## [Given task]
Extract every line of the material that contains the string "brown".

Dataset records:
+ + + + +

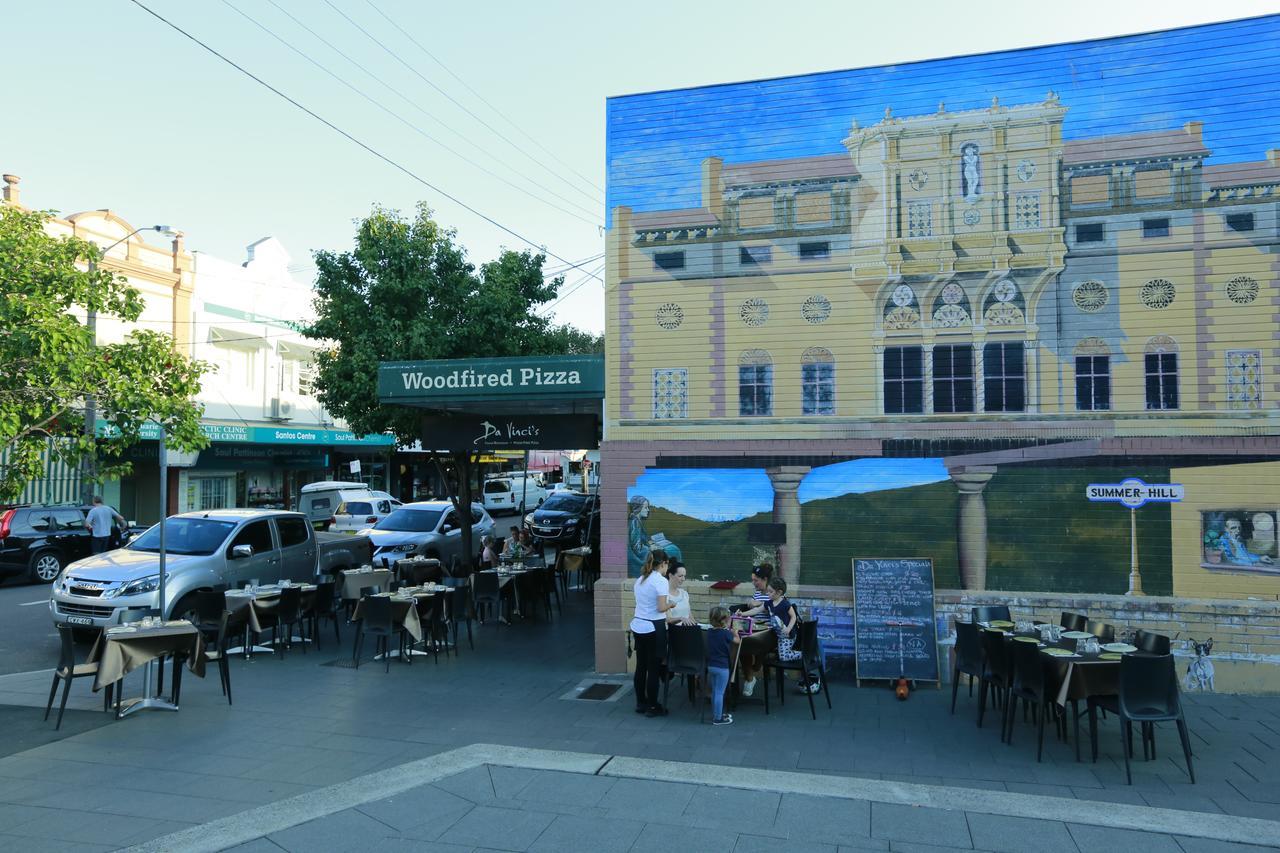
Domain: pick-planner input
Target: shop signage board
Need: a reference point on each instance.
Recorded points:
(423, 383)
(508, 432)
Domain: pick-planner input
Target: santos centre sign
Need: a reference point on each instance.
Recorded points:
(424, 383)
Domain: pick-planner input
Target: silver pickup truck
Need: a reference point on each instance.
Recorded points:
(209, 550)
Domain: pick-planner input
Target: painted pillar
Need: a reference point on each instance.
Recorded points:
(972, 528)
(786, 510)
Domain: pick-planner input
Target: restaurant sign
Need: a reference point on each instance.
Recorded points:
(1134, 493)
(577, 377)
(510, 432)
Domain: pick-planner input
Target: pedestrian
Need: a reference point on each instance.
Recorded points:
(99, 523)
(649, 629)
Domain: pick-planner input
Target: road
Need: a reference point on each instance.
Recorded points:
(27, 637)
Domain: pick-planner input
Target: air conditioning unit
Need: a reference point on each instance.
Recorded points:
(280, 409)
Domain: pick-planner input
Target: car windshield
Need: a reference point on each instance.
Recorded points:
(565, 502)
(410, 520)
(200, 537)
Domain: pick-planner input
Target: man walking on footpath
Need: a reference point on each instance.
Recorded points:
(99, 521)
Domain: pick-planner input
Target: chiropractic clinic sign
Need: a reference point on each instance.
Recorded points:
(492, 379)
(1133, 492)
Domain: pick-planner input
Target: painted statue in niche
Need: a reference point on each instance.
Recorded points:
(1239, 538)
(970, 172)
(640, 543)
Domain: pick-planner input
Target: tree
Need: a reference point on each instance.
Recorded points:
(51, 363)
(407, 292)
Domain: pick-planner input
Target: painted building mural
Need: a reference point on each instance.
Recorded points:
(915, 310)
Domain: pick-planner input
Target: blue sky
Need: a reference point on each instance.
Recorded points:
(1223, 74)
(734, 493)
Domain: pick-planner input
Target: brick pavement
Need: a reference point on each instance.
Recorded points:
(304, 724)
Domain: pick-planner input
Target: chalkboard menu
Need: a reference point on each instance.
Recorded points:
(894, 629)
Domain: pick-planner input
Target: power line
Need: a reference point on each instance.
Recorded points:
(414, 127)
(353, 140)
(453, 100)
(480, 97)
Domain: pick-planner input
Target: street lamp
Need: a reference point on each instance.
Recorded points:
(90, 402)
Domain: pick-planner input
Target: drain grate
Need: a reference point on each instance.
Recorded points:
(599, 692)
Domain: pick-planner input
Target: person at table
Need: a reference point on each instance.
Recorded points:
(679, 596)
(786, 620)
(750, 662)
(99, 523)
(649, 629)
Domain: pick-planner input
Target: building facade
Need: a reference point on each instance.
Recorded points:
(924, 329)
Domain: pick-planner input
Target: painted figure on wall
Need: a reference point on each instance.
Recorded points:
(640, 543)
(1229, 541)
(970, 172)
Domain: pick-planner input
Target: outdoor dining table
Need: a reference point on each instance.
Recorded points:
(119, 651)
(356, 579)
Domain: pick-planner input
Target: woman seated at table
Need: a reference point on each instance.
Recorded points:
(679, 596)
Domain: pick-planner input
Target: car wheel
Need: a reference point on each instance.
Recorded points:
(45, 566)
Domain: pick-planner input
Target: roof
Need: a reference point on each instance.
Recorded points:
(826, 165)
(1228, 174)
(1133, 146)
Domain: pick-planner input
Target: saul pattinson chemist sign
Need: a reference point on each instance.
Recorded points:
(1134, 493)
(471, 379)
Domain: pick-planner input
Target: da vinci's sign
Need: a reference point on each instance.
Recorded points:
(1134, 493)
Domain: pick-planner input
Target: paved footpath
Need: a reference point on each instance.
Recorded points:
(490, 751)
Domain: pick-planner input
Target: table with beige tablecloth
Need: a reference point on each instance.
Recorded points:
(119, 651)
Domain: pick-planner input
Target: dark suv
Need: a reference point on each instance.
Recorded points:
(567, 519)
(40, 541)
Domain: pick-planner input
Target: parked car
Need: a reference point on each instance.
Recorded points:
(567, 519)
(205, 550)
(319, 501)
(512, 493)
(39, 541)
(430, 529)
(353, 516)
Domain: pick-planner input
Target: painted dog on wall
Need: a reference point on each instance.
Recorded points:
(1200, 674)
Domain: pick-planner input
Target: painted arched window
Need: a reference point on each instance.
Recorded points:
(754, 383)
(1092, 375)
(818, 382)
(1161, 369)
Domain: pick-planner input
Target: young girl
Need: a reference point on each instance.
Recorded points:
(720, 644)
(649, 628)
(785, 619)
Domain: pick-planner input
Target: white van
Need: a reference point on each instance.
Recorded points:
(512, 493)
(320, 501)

+ + + + +

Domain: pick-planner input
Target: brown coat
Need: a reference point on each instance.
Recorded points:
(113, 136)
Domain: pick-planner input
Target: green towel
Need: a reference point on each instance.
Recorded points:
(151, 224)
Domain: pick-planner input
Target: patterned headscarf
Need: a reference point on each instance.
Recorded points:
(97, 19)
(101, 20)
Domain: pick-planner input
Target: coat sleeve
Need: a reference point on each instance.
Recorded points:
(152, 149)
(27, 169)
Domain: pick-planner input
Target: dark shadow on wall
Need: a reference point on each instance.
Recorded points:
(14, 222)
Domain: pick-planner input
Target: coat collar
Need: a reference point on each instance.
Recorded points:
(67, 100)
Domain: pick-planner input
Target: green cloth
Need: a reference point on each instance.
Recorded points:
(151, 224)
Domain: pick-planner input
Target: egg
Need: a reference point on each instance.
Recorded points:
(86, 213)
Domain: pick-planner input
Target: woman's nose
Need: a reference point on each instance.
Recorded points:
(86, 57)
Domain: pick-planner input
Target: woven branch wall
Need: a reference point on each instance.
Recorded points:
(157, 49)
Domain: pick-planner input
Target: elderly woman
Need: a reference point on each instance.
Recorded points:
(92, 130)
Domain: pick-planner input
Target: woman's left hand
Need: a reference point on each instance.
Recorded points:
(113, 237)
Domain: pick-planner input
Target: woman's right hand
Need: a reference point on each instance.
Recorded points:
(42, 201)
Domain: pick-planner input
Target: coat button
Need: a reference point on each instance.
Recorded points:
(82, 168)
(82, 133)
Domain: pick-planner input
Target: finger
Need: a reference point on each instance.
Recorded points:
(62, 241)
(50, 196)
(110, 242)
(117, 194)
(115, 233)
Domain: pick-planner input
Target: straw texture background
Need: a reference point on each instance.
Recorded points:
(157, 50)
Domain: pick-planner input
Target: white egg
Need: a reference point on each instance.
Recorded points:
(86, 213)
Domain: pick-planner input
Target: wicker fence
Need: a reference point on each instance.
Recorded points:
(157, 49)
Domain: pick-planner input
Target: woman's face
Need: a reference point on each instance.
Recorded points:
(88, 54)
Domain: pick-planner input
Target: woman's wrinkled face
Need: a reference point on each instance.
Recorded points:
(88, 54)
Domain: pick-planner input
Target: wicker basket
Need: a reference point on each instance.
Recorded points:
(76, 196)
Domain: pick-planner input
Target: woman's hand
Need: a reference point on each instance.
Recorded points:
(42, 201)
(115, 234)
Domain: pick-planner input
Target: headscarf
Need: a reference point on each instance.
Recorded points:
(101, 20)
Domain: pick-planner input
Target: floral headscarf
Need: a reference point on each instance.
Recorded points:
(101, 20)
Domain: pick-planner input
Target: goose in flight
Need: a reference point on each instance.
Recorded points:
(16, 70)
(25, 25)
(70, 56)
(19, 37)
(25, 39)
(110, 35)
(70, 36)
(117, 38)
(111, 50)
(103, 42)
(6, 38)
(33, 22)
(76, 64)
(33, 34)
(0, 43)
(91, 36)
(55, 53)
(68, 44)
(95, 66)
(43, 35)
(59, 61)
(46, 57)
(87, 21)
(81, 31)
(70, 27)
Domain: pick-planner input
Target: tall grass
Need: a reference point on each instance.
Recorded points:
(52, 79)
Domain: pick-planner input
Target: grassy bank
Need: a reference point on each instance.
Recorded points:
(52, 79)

+ + + + +

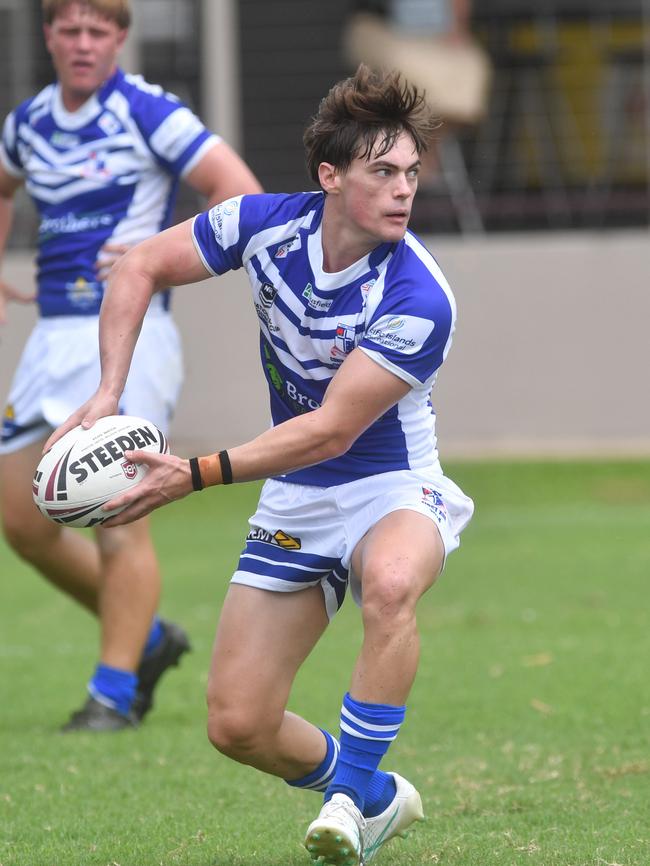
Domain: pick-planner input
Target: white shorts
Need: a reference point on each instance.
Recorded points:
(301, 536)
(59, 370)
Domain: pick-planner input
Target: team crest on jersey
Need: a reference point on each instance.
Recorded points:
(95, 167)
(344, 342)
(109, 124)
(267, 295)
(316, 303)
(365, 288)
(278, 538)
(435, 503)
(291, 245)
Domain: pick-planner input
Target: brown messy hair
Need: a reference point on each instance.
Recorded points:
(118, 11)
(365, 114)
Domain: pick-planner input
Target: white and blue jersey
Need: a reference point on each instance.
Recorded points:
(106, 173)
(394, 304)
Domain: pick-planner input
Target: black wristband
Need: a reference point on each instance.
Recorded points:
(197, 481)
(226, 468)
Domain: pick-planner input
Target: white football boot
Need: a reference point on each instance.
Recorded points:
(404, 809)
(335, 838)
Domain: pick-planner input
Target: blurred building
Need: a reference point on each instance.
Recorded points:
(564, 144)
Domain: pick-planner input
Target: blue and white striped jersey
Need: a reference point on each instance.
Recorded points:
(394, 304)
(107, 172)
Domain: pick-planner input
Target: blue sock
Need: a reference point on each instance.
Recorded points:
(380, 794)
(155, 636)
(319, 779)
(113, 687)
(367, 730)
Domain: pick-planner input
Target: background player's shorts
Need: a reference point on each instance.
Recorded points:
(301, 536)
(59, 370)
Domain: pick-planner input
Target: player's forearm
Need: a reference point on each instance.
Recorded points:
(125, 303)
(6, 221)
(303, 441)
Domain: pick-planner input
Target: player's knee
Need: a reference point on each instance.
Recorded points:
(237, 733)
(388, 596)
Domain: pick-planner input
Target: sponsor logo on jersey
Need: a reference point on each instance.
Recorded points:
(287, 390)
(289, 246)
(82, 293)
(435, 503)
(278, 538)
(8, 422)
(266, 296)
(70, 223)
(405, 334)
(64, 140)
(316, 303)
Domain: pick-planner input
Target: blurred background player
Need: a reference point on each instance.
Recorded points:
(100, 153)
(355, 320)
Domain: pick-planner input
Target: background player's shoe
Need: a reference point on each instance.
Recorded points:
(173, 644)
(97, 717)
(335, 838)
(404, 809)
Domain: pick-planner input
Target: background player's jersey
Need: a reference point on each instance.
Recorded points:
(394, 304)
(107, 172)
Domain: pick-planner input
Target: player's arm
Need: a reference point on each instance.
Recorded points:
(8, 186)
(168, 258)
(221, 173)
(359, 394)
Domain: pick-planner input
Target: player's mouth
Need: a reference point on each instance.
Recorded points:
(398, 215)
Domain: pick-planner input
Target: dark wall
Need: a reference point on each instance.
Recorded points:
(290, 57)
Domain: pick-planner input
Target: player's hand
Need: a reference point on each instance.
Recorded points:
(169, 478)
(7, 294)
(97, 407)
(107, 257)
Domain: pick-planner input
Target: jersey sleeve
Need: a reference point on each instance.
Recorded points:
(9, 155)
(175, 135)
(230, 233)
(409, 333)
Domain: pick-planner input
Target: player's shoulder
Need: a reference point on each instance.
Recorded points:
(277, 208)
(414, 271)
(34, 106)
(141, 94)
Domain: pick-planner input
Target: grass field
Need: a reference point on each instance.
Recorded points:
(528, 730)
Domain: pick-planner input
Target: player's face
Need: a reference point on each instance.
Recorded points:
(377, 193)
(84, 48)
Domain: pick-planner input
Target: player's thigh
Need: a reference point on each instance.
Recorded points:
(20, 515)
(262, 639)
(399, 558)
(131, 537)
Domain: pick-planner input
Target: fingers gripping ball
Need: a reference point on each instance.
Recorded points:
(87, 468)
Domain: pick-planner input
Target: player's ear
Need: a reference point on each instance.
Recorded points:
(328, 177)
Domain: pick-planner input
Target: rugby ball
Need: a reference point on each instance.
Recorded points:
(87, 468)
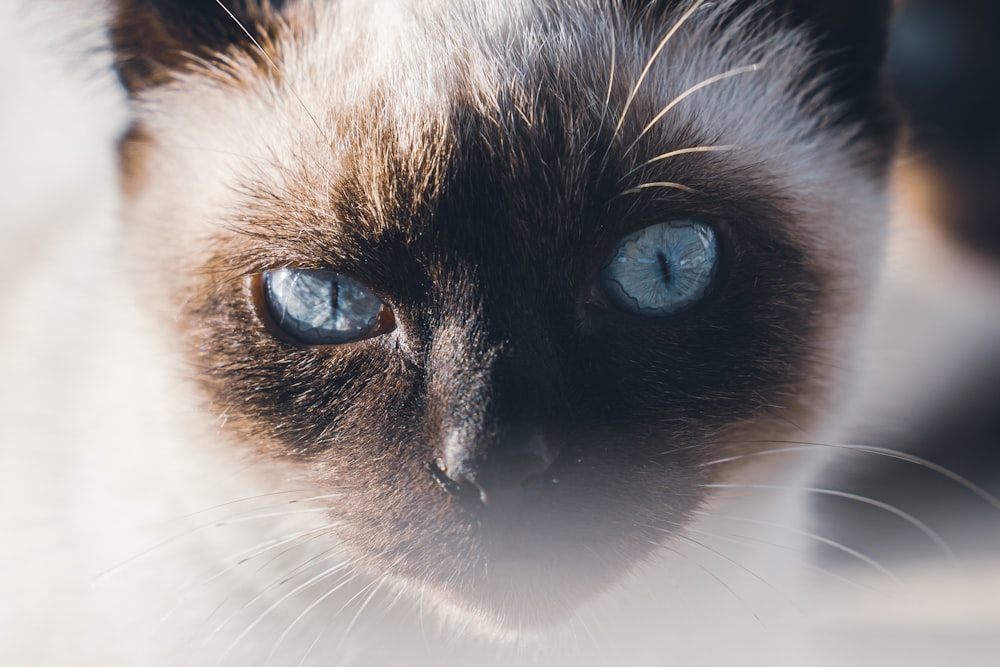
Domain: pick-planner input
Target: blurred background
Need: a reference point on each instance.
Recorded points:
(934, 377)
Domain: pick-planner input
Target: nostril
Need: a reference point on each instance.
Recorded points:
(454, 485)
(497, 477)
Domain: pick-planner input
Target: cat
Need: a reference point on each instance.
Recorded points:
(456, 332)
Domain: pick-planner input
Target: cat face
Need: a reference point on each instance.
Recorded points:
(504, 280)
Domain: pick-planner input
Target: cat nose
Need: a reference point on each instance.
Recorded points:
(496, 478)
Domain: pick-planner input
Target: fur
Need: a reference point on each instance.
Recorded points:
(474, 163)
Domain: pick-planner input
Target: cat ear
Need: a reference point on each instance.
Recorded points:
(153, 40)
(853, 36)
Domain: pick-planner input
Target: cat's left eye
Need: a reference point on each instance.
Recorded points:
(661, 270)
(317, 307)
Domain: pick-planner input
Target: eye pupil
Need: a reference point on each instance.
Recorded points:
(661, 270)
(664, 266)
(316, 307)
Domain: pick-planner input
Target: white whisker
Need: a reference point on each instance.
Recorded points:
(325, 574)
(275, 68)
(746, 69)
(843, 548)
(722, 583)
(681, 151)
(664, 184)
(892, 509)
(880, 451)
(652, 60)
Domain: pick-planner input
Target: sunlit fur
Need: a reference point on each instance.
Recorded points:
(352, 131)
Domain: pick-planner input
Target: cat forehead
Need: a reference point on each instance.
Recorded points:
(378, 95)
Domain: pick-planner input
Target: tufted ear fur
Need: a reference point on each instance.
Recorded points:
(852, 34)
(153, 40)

+ + + + +

## [Result of the task]
Target: brown coat
Target: brown messy hair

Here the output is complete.